### What to work on
- A) Copy the KVM patch discussion word for word, from start to end.
- B) Write out the listing from the line holding "Give the outline of every instance of the blue" through the end of the listing, inclusive. Keep the requests, and add 119 to every coordinate in the answer outlines.
-------- Reading text --------
Yea, redundant precaution, can be dropped.

>> return PG_LEVEL_4K;
>>
>> max_level = min(max_level, max_huge_page_level);
>> @@ -4105,6 +4105,9 @@ static int direct_page_fault(struct kvm_vcpu *vcpu, gpa_t gpa, u32 error_code,
>>
>> slot = kvm_vcpu_gfn_to_memslot(vcpu, gfn);
>>
>> + if (!write && slot && (slot->flags & KVM_MEM_PCI_HOLE))
>
> I'm confused. Why does this short circuit reads but not writes?
>

The idea was that guests shouldn't normally write to these regions and
we may want to catch them if they do. We can short circuit writes too by
simply ignoring them.

>> + return RET_PF_EMULATE;
>> +
>> if (try_async_pf(vcpu, slot, prefault, gfn, gpa, &pfn, write,
>> &map_writable))
-------- Data shown --------
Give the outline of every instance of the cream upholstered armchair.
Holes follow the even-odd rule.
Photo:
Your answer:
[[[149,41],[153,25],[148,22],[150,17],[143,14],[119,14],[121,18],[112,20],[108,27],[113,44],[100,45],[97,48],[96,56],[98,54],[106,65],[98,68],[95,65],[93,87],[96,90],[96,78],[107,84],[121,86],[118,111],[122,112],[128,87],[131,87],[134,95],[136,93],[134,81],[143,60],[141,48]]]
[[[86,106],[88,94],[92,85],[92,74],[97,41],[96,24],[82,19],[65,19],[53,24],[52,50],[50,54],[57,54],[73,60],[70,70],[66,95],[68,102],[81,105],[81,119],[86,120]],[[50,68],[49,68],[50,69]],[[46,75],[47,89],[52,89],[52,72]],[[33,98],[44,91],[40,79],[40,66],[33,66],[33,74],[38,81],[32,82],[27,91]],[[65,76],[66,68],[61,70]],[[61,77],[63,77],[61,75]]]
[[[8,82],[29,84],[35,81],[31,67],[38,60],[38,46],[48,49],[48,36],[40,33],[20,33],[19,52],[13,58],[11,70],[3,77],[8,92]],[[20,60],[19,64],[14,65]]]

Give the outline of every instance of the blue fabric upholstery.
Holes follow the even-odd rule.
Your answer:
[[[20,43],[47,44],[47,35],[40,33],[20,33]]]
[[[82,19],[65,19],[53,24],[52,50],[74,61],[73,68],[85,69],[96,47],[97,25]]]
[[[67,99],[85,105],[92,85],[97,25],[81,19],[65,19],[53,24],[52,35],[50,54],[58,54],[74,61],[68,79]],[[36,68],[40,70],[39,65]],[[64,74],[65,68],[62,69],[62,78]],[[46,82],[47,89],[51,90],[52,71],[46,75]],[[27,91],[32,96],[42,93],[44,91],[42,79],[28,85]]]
--------
### Worked answers
- A)
Yea, redundant precaution, can be dropped.

>> return PG_LEVEL_4K;
>>
>> max_level = min(max_level, max_huge_page_level);
>> @@ -4105,6 +4105,9 @@ static int direct_page_fault(struct kvm_vcpu *vcpu, gpa_t gpa, u32 error_code,
>>
>> slot = kvm_vcpu_gfn_to_memslot(vcpu, gfn);
>>
>> + if (!write && slot && (slot->flags & KVM_MEM_PCI_HOLE))
>
> I'm confused. Why does this short circuit reads but not writes?
>

The idea was that guests shouldn't normally write to these regions and
we may want to catch them if they do. We can short circuit writes too by
simply ignoring them.

>> + return RET_PF_EMULATE;
>> +
>> if (try_async_pf(vcpu, slot, prefault, gfn, gpa, &pfn, write,
>> &map_writable))

- B)
Give the outline of every instance of the blue fabric upholstery.
Holes follow the even-odd rule.
Your answer:
[[[139,162],[166,163],[166,154],[159,152],[139,152]]]
[[[201,138],[184,138],[172,143],[171,169],[193,180],[192,187],[204,188],[215,166],[216,144]]]
[[[186,218],[204,224],[211,204],[216,144],[200,138],[184,138],[172,143],[171,154],[169,173],[177,173],[193,180],[187,198]],[[155,187],[159,189],[158,184]],[[183,193],[184,187],[181,188],[181,197]],[[165,201],[166,208],[170,209],[171,190],[165,194]],[[146,210],[151,215],[161,212],[163,210],[161,198],[147,204]]]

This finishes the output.